* Study text:
::::

For your rap mood: Chance the Rapper, "Hey Ma" ==or== King Louie, "My N*****"
For your 90's alternative mood: Soul Coughing, "Is Chicago, Is Not Chicago"
Scouting the matchup
Watching Big East basketball, there is a tendency to assume that because Team A beats Team B, and Team B beats Team C, that Team A will beat Team C - and it ain't necessarily so.
Notre Dame, for example, has struggled with quick guards and shot-creators recently; they fare batter against traditional offenses, against teams that don't push in transition (and against poor opponents. Did you see their non-conference schedule?).
DePaul , on the other hand, loves to play in transition.
The Blue Demons want to press and trap up the floor and get out and run. Last year, D`Angelo Harrison had to call a time out just to catch his breath in the wild game in Chicago - their pace will get to a team. Their pace (76.7 possessions in Big East play, the highest in-conference pace in the nation) will make a team take uncharacteristic shots, lulling opponents into an unstructured YMCA quality run.
And with that pace, guard Brandon Young (12 shots/ game) and Cleveland Melvin (14 shots/ game) will get shots at or near the bucket. Most of the Demons' makes are off of the dribble; their penetration in transition and in the half court has to be slowed.
St. John's also loves to play in transition.
The game plays to some of the Johnnies' strengths - speed and athleticism. Players like Amir Garrett and Sir`Dominic Pointer will get into space to throw down some nasty jams. But pace plays to some of the Johnnies' worst tendencies - quick shots early in the shot clock, over aggressiveness, losing long rebounds, wild passes from Jamal Branch.

::::

* Data for review:
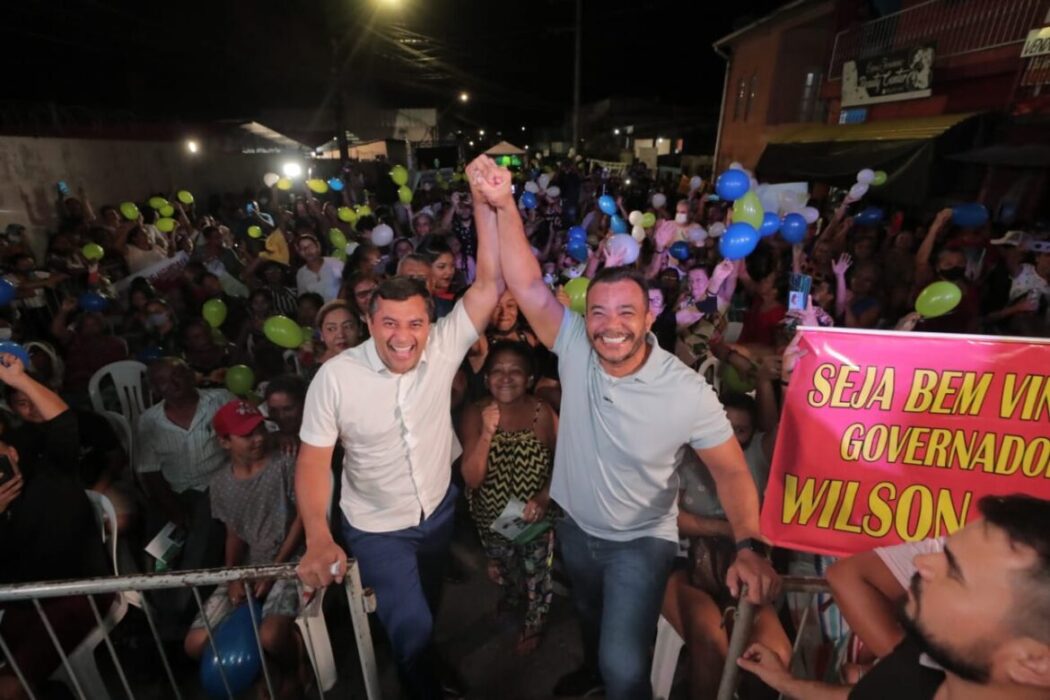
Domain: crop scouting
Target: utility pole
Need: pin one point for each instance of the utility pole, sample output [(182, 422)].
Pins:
[(575, 80)]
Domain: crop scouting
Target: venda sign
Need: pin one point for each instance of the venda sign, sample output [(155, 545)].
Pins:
[(1037, 43)]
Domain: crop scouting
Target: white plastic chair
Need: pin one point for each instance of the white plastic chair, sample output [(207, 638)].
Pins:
[(665, 659), (82, 659), (710, 370), (128, 378)]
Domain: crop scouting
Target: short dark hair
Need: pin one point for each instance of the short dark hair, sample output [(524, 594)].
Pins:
[(293, 385), (1024, 520), (522, 351), (610, 275), (401, 289)]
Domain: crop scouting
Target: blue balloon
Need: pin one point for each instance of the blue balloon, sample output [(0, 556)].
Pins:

::::

* Task details:
Pick up the St. John's and DePaul matchup preview right after its last sentence and keep writing it. The data that comes after the text was taken from a separate source.

* Response for this exercise:
Generally, DePaul has been a storm of imperfection - fouling a lot while not getting to the line, not rebounding either end, and dependent on the turnover. St. John's needs to take advantage of those imperfections and outscore the Demons.
If they can take advantage - if JaKarr can avoid hurrying his shots in the melee that is a DePaul game, if D`Angelo Harrison and others can draw fouls instead of shooting jumpers, if the team can win long rebounds from the likes of 5'11 guard Worrell Clahar, the second-best per-possession defensive rebounder on DePaul - it will be a sign of growth and maturity for Steve Lavin's club.
DePaul's struggles, as always, come from the delicate balance between exciting pace and the fundamentals of defensive basketball - getting back on defense and clearing opponents' misses. Generally, DePaul has been a storm of imperfection - fouling a lot while not getting to the line, not rebounding either end, and dependent on the turnover. The Blue Demons need to be made to pay for their mistakes.
A win is not a given against a hungry and fast-paced DePaul squad; St. John's has to exercise a little more control than they did last season to win the way they should on the road.
The Red Storm haven't seen many forwards as fast-moving and active as Cleveland Melvin this season. He's averaging 17.7 points per game and 7.6 rebounds per contest. The Blue Demons can be explosive, especially when they can supplement their transition game with steals and three-pointers from the corners of the arc.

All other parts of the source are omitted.